§ PROBLEM TO SOLVE
Go through all of the material and swap "queried class" for "requested label" everywhere it appears, leaving every other line as it is.

──────

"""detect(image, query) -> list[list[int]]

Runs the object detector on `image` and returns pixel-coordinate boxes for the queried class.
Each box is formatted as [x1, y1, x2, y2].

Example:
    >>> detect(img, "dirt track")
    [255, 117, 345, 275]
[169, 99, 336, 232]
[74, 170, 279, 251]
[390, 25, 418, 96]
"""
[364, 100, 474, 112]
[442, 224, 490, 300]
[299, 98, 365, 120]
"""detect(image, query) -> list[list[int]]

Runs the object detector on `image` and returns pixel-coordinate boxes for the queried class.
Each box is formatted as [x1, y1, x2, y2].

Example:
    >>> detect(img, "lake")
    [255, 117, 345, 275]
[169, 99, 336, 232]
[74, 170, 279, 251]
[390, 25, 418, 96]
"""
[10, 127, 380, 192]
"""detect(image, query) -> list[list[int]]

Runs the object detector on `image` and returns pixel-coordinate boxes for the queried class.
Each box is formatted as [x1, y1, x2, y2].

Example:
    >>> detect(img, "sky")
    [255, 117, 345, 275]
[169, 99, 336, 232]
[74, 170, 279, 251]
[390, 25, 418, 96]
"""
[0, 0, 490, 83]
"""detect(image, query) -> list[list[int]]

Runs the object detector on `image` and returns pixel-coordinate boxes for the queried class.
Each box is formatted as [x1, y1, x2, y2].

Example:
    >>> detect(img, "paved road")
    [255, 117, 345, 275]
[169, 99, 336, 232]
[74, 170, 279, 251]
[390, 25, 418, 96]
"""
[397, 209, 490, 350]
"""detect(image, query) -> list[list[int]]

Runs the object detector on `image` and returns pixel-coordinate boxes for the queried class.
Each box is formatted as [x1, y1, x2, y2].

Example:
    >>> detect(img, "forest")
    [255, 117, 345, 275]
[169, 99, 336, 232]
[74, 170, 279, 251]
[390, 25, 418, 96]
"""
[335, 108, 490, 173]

──────

§ EXERCISE ANSWER
"""detect(image, query) -> list[list[int]]

Runs the object detector on `image` and returns pixel-coordinate boxes for the requested label.
Each box is formatted as [x1, y1, x2, y2].

Example:
    >>> detect(img, "dirt track")
    [255, 117, 345, 275]
[169, 99, 336, 232]
[74, 170, 279, 251]
[390, 25, 418, 96]
"""
[364, 100, 474, 112]
[442, 224, 490, 300]
[299, 98, 365, 120]
"""detect(image, query) -> list[list[int]]

Runs the object detector on `image` and returns pixel-coordinate boxes for the requested label.
Each box is formatted as [x1, y1, x2, y2].

Example:
    >>> detect(img, "lake")
    [255, 117, 345, 275]
[169, 99, 336, 232]
[74, 170, 279, 251]
[390, 25, 418, 96]
"""
[10, 127, 380, 192]
"""detect(image, query) -> list[list[int]]

Runs the object detector on `image` and returns pixel-coordinate boxes for the requested label.
Each box is formatted as [x1, y1, x2, y2].

Example:
    >>> detect(img, "sky")
    [255, 117, 345, 275]
[169, 99, 336, 232]
[74, 170, 279, 251]
[390, 25, 418, 96]
"""
[0, 0, 490, 83]
"""detect(image, query) -> list[list[int]]

Runs the object detector on `image` and returns pixel-coordinate boxes for the requested label.
Each box is formatted as [x1, y1, x2, y2].

Example:
    >>> detect(img, "paved road")
    [255, 117, 345, 275]
[169, 99, 336, 232]
[74, 170, 279, 251]
[390, 25, 418, 96]
"""
[397, 209, 490, 350]
"""detect(image, query) -> list[list[int]]

Runs the object detector on `image` and returns pixel-coordinate boxes for the requested label.
Each box is formatted as [x1, y1, x2, y2].

Example:
    >>> detect(img, "forest")
    [255, 117, 345, 275]
[169, 99, 336, 232]
[74, 170, 279, 251]
[390, 25, 418, 96]
"""
[335, 108, 490, 173]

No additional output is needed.